* **Suas tarefas**
(a) Responda com base na entrevista:
(i) De qual universidade Pierre Salama é professor emérito?
(ii) Quantos livros ele escreveu?
(iii) Segundo ele, a crise financeira começou por qual tipo de crise?
(b) Diga se cada frase abaixo está de acordo com a entrevista, respondendo sim ou não e citando o trecho que decide:
(i) Pierre Salama trabalhou com Celso Furtado em Paris.
(ii) A entrevista saiu no jornal O Globo.
(iii) Para Salama, a crise atual é, como a dos anos 1930, uma crise sobre investimento.

12 Dezembro 2011
O Brasil precisa enfrentar a crise internacional dinamizando o seu mercado interno, distribuindo renda e baixando os juros. A visão é do economista Pierre Salama, 69, professor emérito da Universidade de Paris 13. Doutor pela Sorbonne, ele se considera um "brasileiro de coração". Trabalhou com Celso Furtado em Paris. Na sua avaliação, o país vive um processo de desindustrialização precoce e é necessário adotar medidas protecionistas, temporárias e específicas, em relação à China.
Autor de 16 livros, a maioria traduzida para o português, ele analisa a crise europeia e advoga que a sua solução passa pelo abandono parcial da soberania dos Estados. Mas que é preciso garantir a democracia nas decisões.
A entrevista é de Pierre Salama e publicada pelo jornal Folha de S. Paulo, 12-12-2011.
Eis a entrevista.
Como o sr. caracteriza a atual crise financeira no mundo e na Europa?
Ao contrário da crise dos anos 1930, essa não é uma crise sobre investimento nos países avançados, mas uma crise financeira provocada pela desregulamentação selvagem nos mercados. A crise financeira começou por uma crise de dívidas privadas. Os bancos pararam de emprestar uns aos outros e restringiram fortemente os seus empréstimos. As empresas não financeiras enfrentam uma crescente escassez de liquidez. O "credit crunch" transforma a crise financeira em crise econômica. A crise vira sistêmica e afeta até as empresas que tiveram uma gestão prudente, longe da manipulação lucrativa dos derivativos.
E o papel dos Estados?

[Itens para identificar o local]
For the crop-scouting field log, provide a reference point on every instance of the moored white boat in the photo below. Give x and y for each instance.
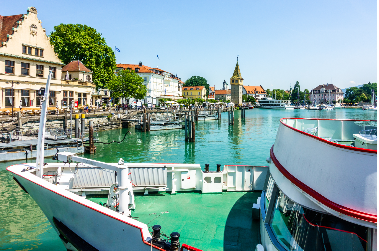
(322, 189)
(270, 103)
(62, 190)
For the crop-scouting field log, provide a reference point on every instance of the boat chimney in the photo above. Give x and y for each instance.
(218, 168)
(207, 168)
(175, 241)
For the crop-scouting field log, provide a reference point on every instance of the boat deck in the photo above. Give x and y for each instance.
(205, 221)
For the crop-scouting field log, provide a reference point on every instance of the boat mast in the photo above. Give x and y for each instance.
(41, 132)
---
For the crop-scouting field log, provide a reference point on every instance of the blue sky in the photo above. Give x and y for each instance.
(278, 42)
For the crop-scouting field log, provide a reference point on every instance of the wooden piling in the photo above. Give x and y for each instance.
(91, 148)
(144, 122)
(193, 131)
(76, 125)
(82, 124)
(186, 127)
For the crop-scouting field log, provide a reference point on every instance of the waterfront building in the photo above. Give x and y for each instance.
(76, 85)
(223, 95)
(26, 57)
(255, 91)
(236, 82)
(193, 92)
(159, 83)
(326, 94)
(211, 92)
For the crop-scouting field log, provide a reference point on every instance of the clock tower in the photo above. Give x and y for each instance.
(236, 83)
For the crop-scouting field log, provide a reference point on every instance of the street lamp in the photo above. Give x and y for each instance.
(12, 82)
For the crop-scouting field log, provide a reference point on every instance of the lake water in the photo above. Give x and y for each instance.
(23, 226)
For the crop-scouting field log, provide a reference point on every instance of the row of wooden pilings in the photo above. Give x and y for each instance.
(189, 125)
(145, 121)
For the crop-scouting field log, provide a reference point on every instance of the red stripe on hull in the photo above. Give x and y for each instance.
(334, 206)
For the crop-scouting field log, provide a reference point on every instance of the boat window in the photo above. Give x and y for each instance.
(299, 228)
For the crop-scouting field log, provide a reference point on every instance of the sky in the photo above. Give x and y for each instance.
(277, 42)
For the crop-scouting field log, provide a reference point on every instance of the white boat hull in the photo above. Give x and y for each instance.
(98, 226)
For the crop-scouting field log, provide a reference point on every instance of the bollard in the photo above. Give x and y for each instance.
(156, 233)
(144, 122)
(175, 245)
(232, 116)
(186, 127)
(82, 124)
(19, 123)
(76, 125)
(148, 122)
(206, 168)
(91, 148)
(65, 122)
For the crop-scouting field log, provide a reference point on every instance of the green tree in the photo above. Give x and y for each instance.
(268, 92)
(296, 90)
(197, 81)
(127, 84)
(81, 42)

* **Respostas**
(a)
(i) Da Universidade de Paris 13.
(ii) 16 livros.
(iii) Por uma crise de dívidas privadas.

(b)
(i) Sim: "Trabalhou com Celso Furtado em Paris."
(ii) Não: "publicada pelo jornal Folha de S. Paulo, 12-12-2011."
(iii) Não: "Ao contrário da crise dos anos 1930, essa não é uma crise sobre investimento nos países avançados"